• [Description of the task] Nothing should change. Output the data exactly.

• [Input for this task]
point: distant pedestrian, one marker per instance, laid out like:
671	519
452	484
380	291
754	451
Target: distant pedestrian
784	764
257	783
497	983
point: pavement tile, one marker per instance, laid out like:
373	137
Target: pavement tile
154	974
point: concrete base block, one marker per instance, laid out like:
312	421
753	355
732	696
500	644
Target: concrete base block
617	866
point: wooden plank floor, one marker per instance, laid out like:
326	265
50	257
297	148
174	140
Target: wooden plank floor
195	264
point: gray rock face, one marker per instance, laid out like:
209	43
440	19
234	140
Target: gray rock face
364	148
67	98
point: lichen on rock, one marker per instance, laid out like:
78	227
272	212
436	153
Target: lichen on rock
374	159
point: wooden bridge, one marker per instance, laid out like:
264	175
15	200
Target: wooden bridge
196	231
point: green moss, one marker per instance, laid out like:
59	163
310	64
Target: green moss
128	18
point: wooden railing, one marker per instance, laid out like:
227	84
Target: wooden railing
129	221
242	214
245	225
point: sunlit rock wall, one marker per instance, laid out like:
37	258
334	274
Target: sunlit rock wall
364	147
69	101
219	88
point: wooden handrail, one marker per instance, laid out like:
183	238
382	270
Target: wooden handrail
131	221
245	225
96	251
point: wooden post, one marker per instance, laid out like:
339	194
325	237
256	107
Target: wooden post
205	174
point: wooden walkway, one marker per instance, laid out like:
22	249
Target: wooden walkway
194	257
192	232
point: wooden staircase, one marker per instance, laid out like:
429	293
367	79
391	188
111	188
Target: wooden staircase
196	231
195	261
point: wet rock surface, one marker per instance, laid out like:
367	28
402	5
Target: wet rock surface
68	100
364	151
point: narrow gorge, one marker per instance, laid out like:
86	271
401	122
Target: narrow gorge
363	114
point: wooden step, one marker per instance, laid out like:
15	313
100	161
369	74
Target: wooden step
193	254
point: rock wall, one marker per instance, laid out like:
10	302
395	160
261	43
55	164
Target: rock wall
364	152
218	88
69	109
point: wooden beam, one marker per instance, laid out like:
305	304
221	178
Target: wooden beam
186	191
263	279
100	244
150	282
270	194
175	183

• [Output for this exercise]
point: distant pedestrian, one marker per instance, laid out like:
671	519
452	484
380	291
754	451
Target: distant pedestrian
784	764
257	783
497	983
point: pavement tile, one marker per instance, laid out like:
373	137
Target: pavement tile
154	974
point: concrete base block, one marker per instance, laid out like:
312	421
753	355
732	696
500	644
Target: concrete base block
617	866
point: wooden plank floor, one marker per instance, laid out like:
326	265
50	257
297	148
174	140
Target: wooden plank floor
195	264
point: gray rock face, one marker per instance, laid out like:
209	43
440	19
234	140
Target: gray rock face
364	148
67	98
point: lichen on rock, one marker per instance, laid out like:
78	227
272	212
436	153
Target: lichen on rock
374	159
point: wooden bridge, one marker per instance, laid out like:
264	175
15	200
Target: wooden bridge
196	231
point: green moss, one marker per instance, laid out like:
59	163
310	64
Target: green moss
128	18
point: wooden railing, one marker per instance, laid out like:
227	84
Target: wooden railing
129	221
242	214
245	225
point: sunlit rock wall, one marker per instance, laid out like:
37	258
334	274
Target: sunlit rock wall
364	147
69	101
219	88
point: wooden handrail, one marker per instance, laid out like:
183	238
382	270
Target: wooden handrail
131	221
245	225
96	251
point: wooden post, one marker per instance, laid out like:
339	194
325	237
256	107
Target: wooden post
205	174
point: wooden walkway, one marker per instance, laid out like:
22	249
Target: wooden walkway
194	257
192	232
point: wooden staircase, one marker per instance, laid out like:
429	293
367	79
391	188
111	188
Target: wooden staircase
196	231
195	261
point: wet rock surface, one marker per instance, laid out like:
367	28
402	5
Target: wet rock surface
68	100
364	151
point: narrow gorge, one marker per instance, laid out like:
86	271
401	122
Target: narrow gorge
363	114
point: wooden step, one marker per instance, laid out like:
15	313
100	161
369	74
Target: wooden step
193	254
point: rock wall, one marker per instance, laid out like:
10	302
395	160
261	43
55	164
Target: rock wall
364	152
218	88
69	109
point: wooden beam, one marker per instance, laid out like:
305	304
221	178
Target: wooden beam
186	191
263	279
100	244
150	282
270	194
175	183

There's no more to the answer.